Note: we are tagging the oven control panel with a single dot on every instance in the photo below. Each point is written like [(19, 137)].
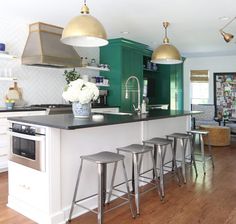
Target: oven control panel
[(24, 129)]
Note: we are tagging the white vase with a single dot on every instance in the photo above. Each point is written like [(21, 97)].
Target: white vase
[(81, 110)]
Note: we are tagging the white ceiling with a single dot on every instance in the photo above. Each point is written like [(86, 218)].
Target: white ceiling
[(194, 24)]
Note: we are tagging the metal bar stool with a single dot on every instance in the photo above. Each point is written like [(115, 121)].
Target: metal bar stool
[(102, 159), (136, 150), (184, 139), (160, 146), (205, 157)]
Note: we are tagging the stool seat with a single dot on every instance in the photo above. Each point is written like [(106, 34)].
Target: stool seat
[(179, 135), (103, 157), (160, 148), (136, 148), (184, 139), (203, 135), (137, 151), (198, 132), (158, 141)]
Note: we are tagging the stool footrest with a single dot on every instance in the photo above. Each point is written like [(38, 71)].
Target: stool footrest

◆ **Exercise prompt**: Please quote every one of the records above word for word, leaving out the pictures.

◆ **Result for this task**:
Note: we are tagging the oven control panel with a single dot on every instance in the photo below. Each point is written like [(19, 137)].
Target: oven control panel
[(24, 129)]
Note: we are tagging the white vase with a single dot on every instance in the photo above. Each point is written like [(21, 97)].
Target: white vase
[(81, 110)]
Note: we are tagging the white ceiling with a single dot on every instance in the photo above. Each point is written like [(86, 218)].
Target: white ceiling
[(194, 24)]
Note: we are tagging the metal bar stool with a single dot on every instance in the photo above. Each point is written like [(115, 121)].
Target: metal bar stool
[(102, 159), (136, 150), (184, 139), (160, 146), (205, 157)]
Note: we are tagging the stool seat with a single dot on every instance in the photo above. Each point is written like [(106, 34)].
Target: stool seat
[(179, 135), (103, 157), (160, 148), (136, 148), (184, 139), (203, 135), (137, 151), (198, 132), (158, 141)]
Note: we are tagging the stool footrest with a single dot on every instance in the photo above. Each point is written like [(38, 71)].
Target: stool footrest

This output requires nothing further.